EXCERPT TO READ:
-------------------------

Investing in a holiday home is no picnic
You're on holiday in a gorgeous coastal resort. The sun is shining, you've time on your hands - and it's a fair bet your eyes might wander to the real estate ads.
You love this place so much - paying a small fortune to rent it from someone else - why not buy a slice of it yourself? You rationalise that your purchase will be an investment, that it will grow in value, produce a rental income for much of the year, and be there whenever you want it for your own use.
It may seem like a nice idea but, according to George Kafantaris, an independent buyer's advocate, it just doesn't add up.
Kafantaris, director of Metropole Properties in Brisbane, said: 'Many investors kid themselves and tell their friends and family that they bought a holiday property for financial reasons when, in reality, the main reason is lifestyle. Most people fall in love with the idea of owning a holiday apartment and few pay much attention to the investment fundamentals.'
In reality, he said, the only tenants you might get all year would be during the peak period - the very time when you want to use it. Maintenance costs can be high, especially if your property is in a building under management, or has extras such as swimming pools, spas and lifts - all of which the owners are responsible for.
Many of the scenarios that end in tears have an overseas owner in the equation. They may have paid too much, believing that a property looked a good buy compared with property values in their own country, when the price may have been inflated in the context of the local market.
When financial pressures strike, owners will sell an overseas holiday home first in order to keep their family home. In the past year, Kafantaris said, some Queensland holiday properties dropped by up to 50 per cent as desperate overseas owners bailed out.
But that's not to say no one should ever buy a holiday property, argued Kafantaris, who is also an accountant and qualified property investment adviser - just be clear about your reasons for the purchase. If you did not need to finance the deal, and didn't plan on renting it out to anyone else, then invest away, he said.
Australia has a wealth of destinations to find the perfect holiday home.
Tasmania offers the lure of the wilderness, such as Bluff Point, which is one of the most remote properties on the west coast. This waterfront property overlooks the wild Southern Ocean, has kilometres of beautiful sandy beaches and the cleanest air in the world. From here, said estate agent Betty Kay of Landmark Launceston, 'there is nothing but ocean between you and South Africa'.
'The three-bedroom home is positioned for privacy. You can fish from the rocks in front of this truly amazing holiday home.'
Kay said Tasmania was attracting more interest from tourists worldwide for its relaxing location, beautiful scenery, wildlife, natural bush and unspoiled beaches. The property is for sale at A$630,000 (HK$4.5 million) - and the owner will throw in his new boat and trailer for an extra A$100,000.
Every Australian man needs a shed, and Western Australia's Margaret River is where you'll find 'the funkiest shed in the land'. The 'shed', at 46 Brotherton Place, has been set up as a perfect weekender that can sleep eight, and has broadband and satellite television. Set amid three hectares of bushland, it is only minutes to a golf course and popular surf breaks, and within easy reach of Margaret River wineries. Donna O'Leary, of Empire Property Margaret River, has the property for sale at A$925,000.
If you're expecting many visitors, Buckley's Bush Retreat in Broome may be the answer. Broome, in Australia's northwest, has a large Chinese population resulting from the gold rushes of the 1850s. The fully solar-powered, self-sufficient property consists of a main homestead and three self-contained guest chalets within 20 minutes' walk of Cable Beach. It is for sale at around A$6.7 million.

-------------------------

RECORDS:
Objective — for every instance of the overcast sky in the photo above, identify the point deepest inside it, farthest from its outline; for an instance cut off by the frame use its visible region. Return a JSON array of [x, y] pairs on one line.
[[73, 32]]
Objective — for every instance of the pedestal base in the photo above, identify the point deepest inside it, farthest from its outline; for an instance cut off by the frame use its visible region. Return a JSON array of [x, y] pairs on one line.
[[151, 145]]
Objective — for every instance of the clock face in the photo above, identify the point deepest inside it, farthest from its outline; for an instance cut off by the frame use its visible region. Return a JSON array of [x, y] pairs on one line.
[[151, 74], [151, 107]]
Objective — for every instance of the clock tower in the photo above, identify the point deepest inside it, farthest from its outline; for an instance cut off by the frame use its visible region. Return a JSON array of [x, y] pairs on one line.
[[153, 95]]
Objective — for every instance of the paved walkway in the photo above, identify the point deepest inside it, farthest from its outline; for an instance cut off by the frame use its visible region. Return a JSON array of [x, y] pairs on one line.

-------------------------

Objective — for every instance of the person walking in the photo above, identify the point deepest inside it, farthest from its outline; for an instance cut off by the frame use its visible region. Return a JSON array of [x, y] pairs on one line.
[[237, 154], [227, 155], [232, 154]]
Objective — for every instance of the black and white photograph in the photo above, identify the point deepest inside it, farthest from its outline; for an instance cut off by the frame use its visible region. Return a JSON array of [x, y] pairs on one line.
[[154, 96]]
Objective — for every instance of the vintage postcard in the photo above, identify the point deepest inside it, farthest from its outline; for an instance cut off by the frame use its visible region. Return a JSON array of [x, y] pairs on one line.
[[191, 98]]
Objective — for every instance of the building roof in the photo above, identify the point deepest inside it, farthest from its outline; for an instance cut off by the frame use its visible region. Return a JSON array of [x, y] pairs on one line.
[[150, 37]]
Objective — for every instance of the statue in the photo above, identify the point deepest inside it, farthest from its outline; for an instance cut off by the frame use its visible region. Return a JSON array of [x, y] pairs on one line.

-------------------------

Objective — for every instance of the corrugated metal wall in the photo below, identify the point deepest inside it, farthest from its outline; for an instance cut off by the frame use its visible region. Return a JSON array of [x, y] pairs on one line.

-------------------------

STATED TASK:
Carry on the article about buying a holiday home in Australia, starting after its last sentence. The rows are separate material from the article on holiday homes.

TASK OUTPUT:
Kylie Minogue chose French Island in Victoria's Western Port for her holiday getaway and, while she recently sold it, the Minogue family still owns land there. The car-free island is accessed by ferry, and its population comprises 80 people and 4,000 koalas. The school has six students who arrive by horse and, apart from star-gazing, attractions include walks, beach picnics and great fishing.
Hendrik Boer, of Hocking Stuart Rye, is selling properties on French Island, including an estate offering farmhouse-style luxury in 34-hectare seclusion. The new home at Lot 18a Overpass Road features open-plan living, gleaming timber floors and sweeping rural and bay views. It is for sale at A$950,000. A 60-hectare French Island property, with a 720 metre sandy beachfront, costs less than A$1.5 million, while 40.5 hectares of beachfront could be yours for A$800,000.
Queensland's Gold Coast continues to draw interest from overseas, including Hong Kong and the mainland. Luke Woollard, director of Pacific Lifestyle Property in Broadbeach, said high-rise resort apartments were their purchase of choice.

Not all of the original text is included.